#### [SET TASK]
Copy the listing below with "thickest part" substituted by "widest part" at every occurrence, leaving all else as it stands.

START

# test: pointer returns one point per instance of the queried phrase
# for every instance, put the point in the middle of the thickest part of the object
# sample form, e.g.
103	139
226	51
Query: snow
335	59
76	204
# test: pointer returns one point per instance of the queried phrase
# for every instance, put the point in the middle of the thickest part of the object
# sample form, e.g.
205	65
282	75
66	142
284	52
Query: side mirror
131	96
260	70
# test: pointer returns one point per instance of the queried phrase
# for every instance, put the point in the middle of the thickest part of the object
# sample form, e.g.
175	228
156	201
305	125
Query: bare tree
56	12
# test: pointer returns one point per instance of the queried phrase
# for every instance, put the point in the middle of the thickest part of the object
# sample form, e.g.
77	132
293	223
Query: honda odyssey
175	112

END

#### [ANSWER TO THIS EXERCISE]
# test: pointer returns one point per instance of the queried phrase
# for every instance, put the point in the middle of the widest part of the object
# sample form, e.g.
103	139
226	51
Query: snow
335	59
76	204
# test: pointer returns one point per instance of the queried phrase
# for every instance, put the point in the middle of the widest part of the object
# sample form, e.g.
205	65
282	75
66	142
284	52
Query: side mirror
131	96
260	70
# test: pointer returns one point per instance of the queried phrase
# for every instance, put the point in the middle of the widest part of the object
# sample form, e.g.
175	228
156	201
305	125
Query: bare tree
56	12
# test: pointer returns one point per instance of the queried phrase
# for every instance, put the point in the middle of the widest part of the object
# sample form, e.g.
77	132
293	223
Query: honda odyssey
175	112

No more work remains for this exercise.